> [출제 문제 1]: 지문에서 "클래스의 불균형을 해결하기"부터 "정보의 누수(leakage)"까지의 구간을 한 글자도 바꾸지 말고 옮겨 적으세요.

> [지문]:
Section 2_Sprint 3

JIYOUNG KIM·2022년 1월 16일

Codestates AIB

목록 보기

6/15

Day 1

Choose ML problems

warm up

클래스가 불균형한 경우 정확도(Accuracy)만으로 모델 성능 평가 어려움

클래스의 불균형을 해결하기 위한 방법 : 언더샘플림(Under Sampling), 오버샘플링(Over Sampling), 클래스 가중치 조절 등의 기법

훈련 정확도가 1이 나온 경우 데이터 누수(Leakage)와 과대적합을 의심

불균형 클래스의 경우 정확도 이외에 F1 score 를 확인하여 클래스별로 균등하게 학습이 잘 이루어지고 있는지 확인

지도학습에서는 예측할 타겟 먼저 정함

이산형, 순서형, 범주형 타겟 특성도 회귀 문제 또는 다중클래스 분류 문제로도 볼 수 있음
회귀, 다중클래스 분류 문제들도 이지분류 문제로 바꿀 수 있음

정보의 누수(leakage)

> [위치 식별 항목]:
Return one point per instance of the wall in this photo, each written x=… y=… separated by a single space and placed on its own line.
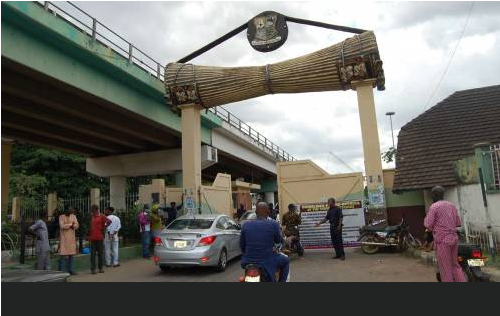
x=305 y=182
x=468 y=198
x=218 y=196
x=410 y=205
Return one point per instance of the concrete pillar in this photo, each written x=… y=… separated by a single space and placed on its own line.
x=95 y=196
x=16 y=209
x=371 y=144
x=52 y=204
x=269 y=197
x=6 y=153
x=191 y=152
x=117 y=192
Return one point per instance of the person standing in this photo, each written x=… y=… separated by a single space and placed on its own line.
x=98 y=224
x=241 y=210
x=335 y=217
x=145 y=230
x=42 y=247
x=172 y=212
x=111 y=239
x=291 y=222
x=68 y=224
x=442 y=220
x=156 y=223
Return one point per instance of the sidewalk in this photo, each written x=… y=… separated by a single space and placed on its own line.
x=491 y=272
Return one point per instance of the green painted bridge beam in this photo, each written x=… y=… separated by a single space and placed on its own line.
x=52 y=46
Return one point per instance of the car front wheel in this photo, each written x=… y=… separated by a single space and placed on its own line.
x=221 y=266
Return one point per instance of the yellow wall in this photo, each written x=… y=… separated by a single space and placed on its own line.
x=218 y=195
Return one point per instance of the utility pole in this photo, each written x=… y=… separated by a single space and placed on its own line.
x=390 y=114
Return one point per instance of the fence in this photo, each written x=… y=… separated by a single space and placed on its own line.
x=480 y=236
x=19 y=239
x=102 y=34
x=495 y=165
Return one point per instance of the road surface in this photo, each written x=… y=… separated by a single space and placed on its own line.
x=316 y=267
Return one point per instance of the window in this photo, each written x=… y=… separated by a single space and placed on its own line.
x=222 y=223
x=191 y=224
x=231 y=224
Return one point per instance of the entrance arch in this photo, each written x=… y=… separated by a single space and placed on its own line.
x=353 y=64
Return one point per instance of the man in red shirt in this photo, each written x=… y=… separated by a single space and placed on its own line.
x=98 y=223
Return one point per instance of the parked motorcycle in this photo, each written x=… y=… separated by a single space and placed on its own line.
x=375 y=237
x=470 y=258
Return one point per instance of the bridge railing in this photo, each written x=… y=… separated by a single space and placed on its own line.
x=102 y=34
x=246 y=129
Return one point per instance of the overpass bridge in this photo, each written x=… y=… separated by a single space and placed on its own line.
x=71 y=83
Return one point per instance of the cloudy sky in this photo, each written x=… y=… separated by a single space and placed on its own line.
x=415 y=39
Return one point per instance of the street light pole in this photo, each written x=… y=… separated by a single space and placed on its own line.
x=390 y=114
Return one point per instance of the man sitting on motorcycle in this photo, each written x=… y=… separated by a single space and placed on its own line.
x=291 y=221
x=257 y=245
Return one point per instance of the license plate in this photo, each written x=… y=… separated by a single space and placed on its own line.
x=252 y=279
x=475 y=262
x=180 y=244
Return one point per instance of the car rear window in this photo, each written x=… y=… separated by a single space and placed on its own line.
x=191 y=224
x=248 y=215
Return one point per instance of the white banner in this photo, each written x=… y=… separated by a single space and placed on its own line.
x=313 y=237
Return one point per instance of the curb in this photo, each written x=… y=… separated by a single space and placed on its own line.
x=491 y=274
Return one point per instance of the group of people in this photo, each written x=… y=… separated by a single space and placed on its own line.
x=273 y=211
x=102 y=236
x=258 y=238
x=151 y=222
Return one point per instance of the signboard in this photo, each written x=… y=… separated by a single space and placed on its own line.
x=267 y=31
x=313 y=237
x=189 y=203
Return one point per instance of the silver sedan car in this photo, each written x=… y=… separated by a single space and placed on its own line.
x=199 y=240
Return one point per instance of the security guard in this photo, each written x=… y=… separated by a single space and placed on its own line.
x=334 y=216
x=291 y=221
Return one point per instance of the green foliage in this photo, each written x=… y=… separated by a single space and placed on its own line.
x=389 y=155
x=36 y=171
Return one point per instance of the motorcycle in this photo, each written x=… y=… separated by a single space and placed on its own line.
x=255 y=273
x=470 y=258
x=374 y=237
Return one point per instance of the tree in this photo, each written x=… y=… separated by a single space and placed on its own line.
x=36 y=171
x=389 y=155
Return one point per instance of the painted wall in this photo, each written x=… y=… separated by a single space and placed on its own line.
x=468 y=198
x=217 y=197
x=412 y=198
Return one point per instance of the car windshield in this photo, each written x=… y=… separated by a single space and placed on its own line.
x=191 y=224
x=248 y=215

> [출제 문제 2]: 행 가운데 "Return one point per instance of the sidewalk"이 들어 있는 줄부터 "x=218 y=195"가 들어 있는 줄까지, 양 끝 줄을 포함해 이 구간만 요청 문장까지 다시 쓰세요. 이때 정답 좌표의 모든 숫자에 -50을 더해 옮기세요.

> [정답 1]:
클래스의 불균형을 해결하기 위한 방법 : 언더샘플림(Under Sampling), 오버샘플링(Over Sampling), 클래스 가중치 조절 등의 기법

훈련 정확도가 1이 나온 경우 데이터 누수(Leakage)와 과대적합을 의심

불균형 클래스의 경우 정확도 이외에 F1 score 를 확인하여 클래스별로 균등하게 학습이 잘 이루어지고 있는지 확인

지도학습에서는 예측할 타겟 먼저 정함

이산형, 순서형, 범주형 타겟 특성도 회귀 문제 또는 다중클래스 분류 문제로도 볼 수 있음
회귀, 다중클래스 분류 문제들도 이지분류 문제로 바꿀 수 있음

정보의 누수(leakage)

> [정답 2]:
Return one point per instance of the sidewalk in this photo, each written x=… y=… separated by a single space and placed on its own line.
x=441 y=222
Return one point per instance of the green painted bridge beam in this photo, each written x=… y=… separated by a single space and placed on its own line.
x=2 y=-4
Return one point per instance of the car front wheel in this photo, each written x=… y=… separated by a single space and placed on its own line.
x=171 y=216
Return one point per instance of the yellow wall in this photo, each written x=… y=… separated by a single space and placed on its own line.
x=168 y=145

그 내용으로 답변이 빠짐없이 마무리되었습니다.